[START]

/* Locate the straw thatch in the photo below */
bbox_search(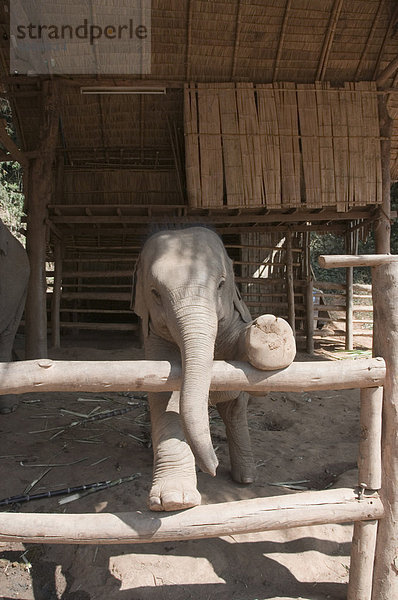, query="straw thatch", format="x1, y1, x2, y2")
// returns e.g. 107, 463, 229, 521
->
0, 0, 398, 340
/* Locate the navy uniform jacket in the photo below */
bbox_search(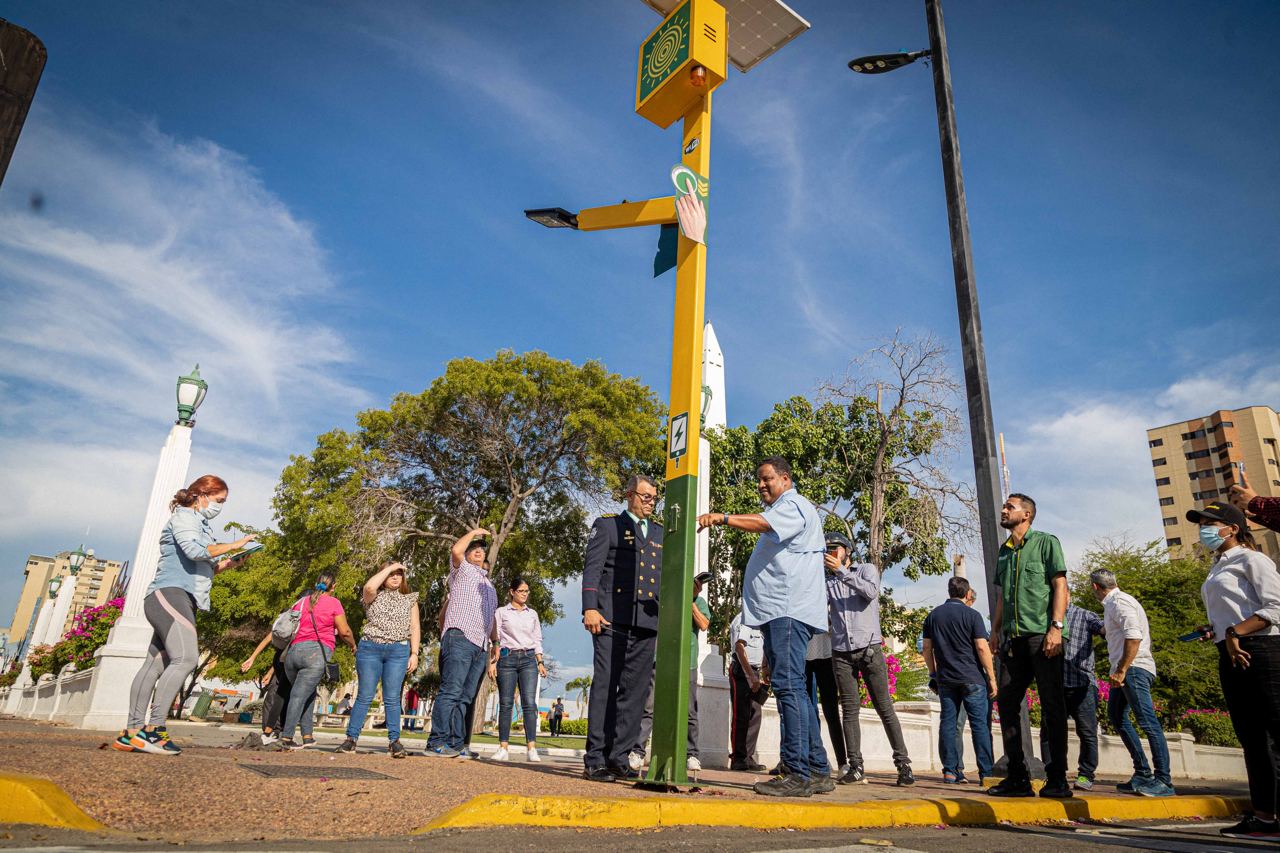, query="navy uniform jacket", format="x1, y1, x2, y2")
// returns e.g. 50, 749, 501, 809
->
582, 512, 662, 630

[END]

▶ _GIVEN TASK_: Gather every line above that contains the word "below", and copy each one out. Case counts.

▶ _SOLUTION TO THIS TASK_:
/* Locate the straw thatch in the photo below */
/* Locate the navy uniform jacket in the photo below */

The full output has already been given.